Problem details: Give back, unchanged, each line from the one containing "Target: wheel rim" through the last line of the entries below.

[Data excerpts]
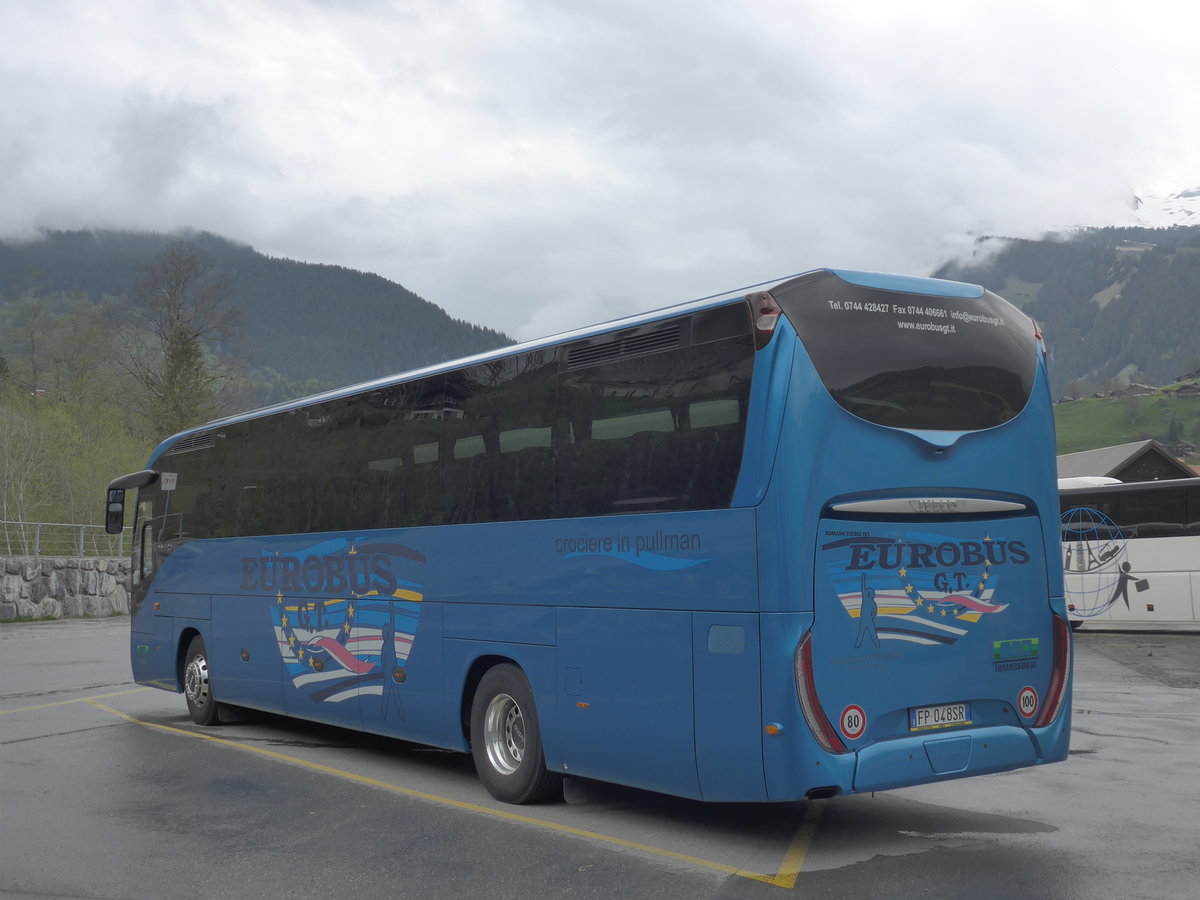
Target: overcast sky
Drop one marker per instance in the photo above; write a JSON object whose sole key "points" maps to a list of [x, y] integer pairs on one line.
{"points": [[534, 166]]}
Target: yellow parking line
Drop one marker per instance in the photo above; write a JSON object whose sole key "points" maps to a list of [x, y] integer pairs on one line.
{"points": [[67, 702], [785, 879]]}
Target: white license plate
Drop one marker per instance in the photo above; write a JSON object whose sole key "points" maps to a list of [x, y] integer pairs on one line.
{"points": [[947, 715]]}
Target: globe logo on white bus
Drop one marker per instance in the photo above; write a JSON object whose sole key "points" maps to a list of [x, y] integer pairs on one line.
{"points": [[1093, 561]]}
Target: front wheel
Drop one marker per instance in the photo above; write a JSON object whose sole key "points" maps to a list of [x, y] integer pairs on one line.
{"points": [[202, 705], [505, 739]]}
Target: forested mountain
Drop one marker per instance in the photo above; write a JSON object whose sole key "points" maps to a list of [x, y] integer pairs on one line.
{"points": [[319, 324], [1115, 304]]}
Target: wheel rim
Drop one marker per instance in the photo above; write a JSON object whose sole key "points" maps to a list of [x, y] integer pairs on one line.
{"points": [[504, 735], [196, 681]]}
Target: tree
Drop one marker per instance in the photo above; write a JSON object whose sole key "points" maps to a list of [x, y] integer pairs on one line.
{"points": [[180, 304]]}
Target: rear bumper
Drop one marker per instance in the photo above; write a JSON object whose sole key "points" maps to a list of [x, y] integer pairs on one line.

Solution:
Target: wheel rim
Drop one marker per instance in the photo above; write a JSON object whose sole key "points" maps to a list of [x, y] integer pairs on one line.
{"points": [[504, 735], [196, 681]]}
Target: tree
Drop one marker per instance in the photo above; write a JSON object whose sole key "points" maps to a list of [x, y] integer pairs on one line.
{"points": [[180, 304]]}
Target: rear bumper
Drop one marker per instance in the photo above; write a JSON object whose sole key "points" maps to a list of [x, y] integer pairs on one line.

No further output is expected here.